#### Activity
Beginning with the first line of the entries below, quote each line until you reach and include the line with "person's arm".

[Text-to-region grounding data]

■ ■ ■ ■ ■ ■ ■

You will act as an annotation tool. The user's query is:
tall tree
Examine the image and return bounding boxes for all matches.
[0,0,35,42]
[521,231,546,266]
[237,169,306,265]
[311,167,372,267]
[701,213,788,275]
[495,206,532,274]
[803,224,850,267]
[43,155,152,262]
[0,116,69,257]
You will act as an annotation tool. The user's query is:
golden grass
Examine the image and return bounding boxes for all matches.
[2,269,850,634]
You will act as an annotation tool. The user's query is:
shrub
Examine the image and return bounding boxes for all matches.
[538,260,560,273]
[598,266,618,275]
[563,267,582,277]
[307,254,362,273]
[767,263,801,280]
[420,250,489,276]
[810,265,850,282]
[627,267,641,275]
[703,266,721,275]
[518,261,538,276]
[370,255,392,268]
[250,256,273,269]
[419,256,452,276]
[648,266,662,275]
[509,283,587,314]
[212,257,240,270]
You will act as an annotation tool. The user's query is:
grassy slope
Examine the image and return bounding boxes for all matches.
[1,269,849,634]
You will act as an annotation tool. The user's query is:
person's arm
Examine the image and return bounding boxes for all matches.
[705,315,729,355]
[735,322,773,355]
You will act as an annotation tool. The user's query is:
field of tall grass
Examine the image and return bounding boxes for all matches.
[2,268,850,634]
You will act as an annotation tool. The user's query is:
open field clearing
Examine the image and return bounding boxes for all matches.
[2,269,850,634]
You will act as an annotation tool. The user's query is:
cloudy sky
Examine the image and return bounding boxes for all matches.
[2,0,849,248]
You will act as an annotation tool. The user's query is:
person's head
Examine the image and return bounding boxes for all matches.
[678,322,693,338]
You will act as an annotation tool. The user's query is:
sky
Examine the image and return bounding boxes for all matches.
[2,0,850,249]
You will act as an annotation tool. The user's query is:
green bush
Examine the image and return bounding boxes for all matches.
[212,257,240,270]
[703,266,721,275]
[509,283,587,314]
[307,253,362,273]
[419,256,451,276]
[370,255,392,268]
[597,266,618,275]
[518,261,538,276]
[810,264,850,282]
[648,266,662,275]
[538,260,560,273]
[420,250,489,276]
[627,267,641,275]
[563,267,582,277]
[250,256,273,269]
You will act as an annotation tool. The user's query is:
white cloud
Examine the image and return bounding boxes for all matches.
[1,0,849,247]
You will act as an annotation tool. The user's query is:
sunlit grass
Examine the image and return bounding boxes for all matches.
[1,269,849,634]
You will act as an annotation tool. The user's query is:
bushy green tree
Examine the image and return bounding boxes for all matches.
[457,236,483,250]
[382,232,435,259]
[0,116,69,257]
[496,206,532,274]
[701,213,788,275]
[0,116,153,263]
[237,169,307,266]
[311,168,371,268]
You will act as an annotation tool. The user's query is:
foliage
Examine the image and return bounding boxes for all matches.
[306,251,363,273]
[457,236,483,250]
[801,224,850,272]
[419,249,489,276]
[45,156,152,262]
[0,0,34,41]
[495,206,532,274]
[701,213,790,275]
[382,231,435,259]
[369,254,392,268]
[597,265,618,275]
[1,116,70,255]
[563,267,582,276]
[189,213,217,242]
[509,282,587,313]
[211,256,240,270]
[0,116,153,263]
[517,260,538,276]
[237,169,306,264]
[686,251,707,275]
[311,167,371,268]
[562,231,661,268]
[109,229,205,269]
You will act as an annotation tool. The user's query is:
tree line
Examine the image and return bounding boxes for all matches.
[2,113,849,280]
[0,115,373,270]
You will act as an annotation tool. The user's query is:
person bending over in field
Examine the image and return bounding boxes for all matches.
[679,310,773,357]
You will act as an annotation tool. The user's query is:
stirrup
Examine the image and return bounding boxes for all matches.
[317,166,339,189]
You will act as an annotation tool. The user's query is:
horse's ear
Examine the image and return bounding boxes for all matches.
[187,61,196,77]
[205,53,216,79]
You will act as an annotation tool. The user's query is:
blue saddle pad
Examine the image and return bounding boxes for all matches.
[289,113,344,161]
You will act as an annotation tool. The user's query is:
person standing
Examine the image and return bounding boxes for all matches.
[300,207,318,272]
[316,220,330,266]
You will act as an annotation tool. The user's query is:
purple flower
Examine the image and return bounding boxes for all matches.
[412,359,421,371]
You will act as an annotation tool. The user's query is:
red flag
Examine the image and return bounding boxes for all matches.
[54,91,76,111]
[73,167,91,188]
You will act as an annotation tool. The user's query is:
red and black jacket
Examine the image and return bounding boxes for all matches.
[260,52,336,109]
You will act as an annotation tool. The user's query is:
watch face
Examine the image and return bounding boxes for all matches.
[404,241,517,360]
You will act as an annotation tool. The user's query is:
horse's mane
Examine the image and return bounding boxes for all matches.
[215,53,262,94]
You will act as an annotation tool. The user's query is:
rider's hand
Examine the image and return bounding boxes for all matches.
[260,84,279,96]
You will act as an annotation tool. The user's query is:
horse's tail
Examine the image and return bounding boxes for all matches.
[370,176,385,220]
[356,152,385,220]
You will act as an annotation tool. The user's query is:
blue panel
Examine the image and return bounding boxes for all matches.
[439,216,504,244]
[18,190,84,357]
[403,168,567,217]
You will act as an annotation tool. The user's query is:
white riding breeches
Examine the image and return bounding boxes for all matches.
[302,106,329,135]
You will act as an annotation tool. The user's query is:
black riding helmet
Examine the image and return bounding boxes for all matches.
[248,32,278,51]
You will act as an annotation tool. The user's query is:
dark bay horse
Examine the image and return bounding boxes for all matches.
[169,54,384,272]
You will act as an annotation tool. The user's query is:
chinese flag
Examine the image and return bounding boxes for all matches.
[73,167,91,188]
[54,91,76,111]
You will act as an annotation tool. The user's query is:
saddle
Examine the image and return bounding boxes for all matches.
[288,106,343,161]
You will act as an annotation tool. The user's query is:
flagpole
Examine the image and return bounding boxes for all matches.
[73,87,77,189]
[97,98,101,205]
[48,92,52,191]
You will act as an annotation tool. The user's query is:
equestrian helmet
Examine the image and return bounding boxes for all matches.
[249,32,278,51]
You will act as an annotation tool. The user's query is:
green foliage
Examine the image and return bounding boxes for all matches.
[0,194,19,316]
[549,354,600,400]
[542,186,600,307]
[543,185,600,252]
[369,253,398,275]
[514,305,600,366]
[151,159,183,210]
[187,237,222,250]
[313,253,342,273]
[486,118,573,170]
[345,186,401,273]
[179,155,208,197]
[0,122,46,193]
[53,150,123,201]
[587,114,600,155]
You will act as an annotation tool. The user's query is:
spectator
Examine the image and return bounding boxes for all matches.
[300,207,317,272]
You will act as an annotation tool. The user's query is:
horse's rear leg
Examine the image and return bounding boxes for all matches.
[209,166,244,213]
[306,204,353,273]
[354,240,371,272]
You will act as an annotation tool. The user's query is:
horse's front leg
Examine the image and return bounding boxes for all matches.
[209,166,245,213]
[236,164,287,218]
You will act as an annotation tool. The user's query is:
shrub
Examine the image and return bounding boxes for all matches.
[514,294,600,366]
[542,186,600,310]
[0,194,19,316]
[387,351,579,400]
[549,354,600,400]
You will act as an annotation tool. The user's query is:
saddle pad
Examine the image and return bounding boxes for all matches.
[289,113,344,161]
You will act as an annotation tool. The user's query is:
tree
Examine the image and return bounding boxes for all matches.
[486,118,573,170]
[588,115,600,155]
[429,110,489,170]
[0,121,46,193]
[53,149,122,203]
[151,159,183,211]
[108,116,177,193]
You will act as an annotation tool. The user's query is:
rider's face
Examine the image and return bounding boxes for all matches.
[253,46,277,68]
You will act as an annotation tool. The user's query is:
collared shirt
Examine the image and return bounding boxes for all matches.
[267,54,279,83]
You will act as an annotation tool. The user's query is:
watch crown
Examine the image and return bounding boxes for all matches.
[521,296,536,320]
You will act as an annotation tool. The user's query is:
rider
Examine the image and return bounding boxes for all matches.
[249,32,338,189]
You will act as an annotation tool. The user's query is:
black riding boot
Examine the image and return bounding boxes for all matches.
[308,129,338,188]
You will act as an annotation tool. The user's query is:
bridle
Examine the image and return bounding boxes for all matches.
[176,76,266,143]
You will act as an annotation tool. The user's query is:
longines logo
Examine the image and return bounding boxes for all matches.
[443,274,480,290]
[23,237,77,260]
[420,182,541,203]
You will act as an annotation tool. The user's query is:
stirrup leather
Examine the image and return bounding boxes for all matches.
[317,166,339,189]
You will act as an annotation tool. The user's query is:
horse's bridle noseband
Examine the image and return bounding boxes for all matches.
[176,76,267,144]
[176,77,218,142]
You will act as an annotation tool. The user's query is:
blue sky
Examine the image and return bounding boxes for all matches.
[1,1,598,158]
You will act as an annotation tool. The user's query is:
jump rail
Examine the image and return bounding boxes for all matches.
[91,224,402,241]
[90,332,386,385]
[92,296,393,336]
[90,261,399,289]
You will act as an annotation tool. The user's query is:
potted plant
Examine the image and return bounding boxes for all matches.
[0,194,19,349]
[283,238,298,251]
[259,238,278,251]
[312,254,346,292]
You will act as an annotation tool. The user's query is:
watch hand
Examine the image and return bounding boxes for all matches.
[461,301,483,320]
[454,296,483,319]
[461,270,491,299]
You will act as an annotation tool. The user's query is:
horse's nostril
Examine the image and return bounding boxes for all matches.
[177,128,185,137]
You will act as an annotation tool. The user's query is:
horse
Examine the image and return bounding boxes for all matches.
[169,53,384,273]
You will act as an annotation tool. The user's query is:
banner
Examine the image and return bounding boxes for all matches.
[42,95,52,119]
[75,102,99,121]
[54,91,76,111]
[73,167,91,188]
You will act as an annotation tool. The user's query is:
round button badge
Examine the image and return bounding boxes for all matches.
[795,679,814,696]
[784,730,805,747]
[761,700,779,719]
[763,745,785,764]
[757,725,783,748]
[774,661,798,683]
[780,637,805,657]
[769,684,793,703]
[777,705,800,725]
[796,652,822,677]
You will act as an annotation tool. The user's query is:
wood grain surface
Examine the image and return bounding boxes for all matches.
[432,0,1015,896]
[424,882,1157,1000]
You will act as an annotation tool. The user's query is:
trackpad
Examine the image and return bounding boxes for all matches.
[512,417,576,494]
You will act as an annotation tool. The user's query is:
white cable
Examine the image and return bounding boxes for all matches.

■ ■ ■ ■ ■ ■ ■

#### Answer section
You will act as an annotation tool. The user's query is:
tall tree
Examine the image and return bounding boxes for all matches.
[0,0,35,42]
[521,231,546,266]
[237,169,306,265]
[311,167,372,267]
[701,213,788,275]
[495,206,532,274]
[803,224,850,267]
[43,155,152,262]
[0,116,69,257]
You will act as an annotation tool. The user's query is:
golden grass
Examine the image and return bounding boxes for all matches.
[2,269,850,634]
You will act as an annotation tool. The user's query is:
shrub
Examine the image and return bounding boxes for all matches.
[538,260,560,273]
[598,266,618,275]
[563,267,582,277]
[307,254,362,273]
[767,263,801,280]
[420,250,489,276]
[810,265,850,282]
[627,267,641,275]
[703,266,721,275]
[518,261,538,276]
[370,255,392,268]
[250,256,273,269]
[419,256,452,276]
[648,266,662,275]
[509,283,587,314]
[212,257,240,270]
You will act as an annotation tool. The user's query is:
grassy slope
Examine the image and return bounding boxes for all matches.
[1,269,849,634]
You will act as an annotation tool. The user's query is:
person's arm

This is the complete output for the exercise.